» Material supplied:
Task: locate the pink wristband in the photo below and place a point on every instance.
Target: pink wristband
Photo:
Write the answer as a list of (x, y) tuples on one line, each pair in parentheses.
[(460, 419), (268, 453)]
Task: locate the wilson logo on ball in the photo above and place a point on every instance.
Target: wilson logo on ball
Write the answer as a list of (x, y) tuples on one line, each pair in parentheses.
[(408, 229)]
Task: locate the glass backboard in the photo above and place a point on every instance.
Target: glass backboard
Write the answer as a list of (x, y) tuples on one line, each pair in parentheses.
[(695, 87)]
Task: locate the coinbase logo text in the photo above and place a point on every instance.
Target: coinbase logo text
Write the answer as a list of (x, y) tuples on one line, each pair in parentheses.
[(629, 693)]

» Your task:
Render each nonblank line of the data above as a row in a Markdown table with two columns, Row and Line, numbering the rows in order.

» Worked answer:
| Row | Line |
|---|---|
| 1 | Task: locate the pink wristband in the photo below and place a point on every instance. |
| 2 | Target: pink wristband |
| 3 | Photo: |
| 4 | Write the answer as a list of (x, y) tuples on one line, each pair in parentheses. |
| 5 | [(460, 419), (268, 453)] |
| 6 | Task: locate the wilson logo on ball in the photo above and place a point on every instance. |
| 7 | Target: wilson logo on ball |
| 8 | Write the answer as a list of (x, y) tuples on one line, each pair in parentheses. |
| 9 | [(408, 229)] |
| 10 | Task: locate the glass backboard in the photo above and place a point on every instance. |
| 11 | Target: glass backboard |
| 12 | Write the answer as a list of (x, y) tuples on one line, each pair in parentheses. |
| 13 | [(695, 87)] |
| 14 | Task: locate the coinbase logo text in the photo above and place a point on every instance. |
| 15 | Target: coinbase logo text |
| 16 | Write the answer as a list of (x, y) tuples on one line, each pair in parentheses. |
| 17 | [(629, 693)] |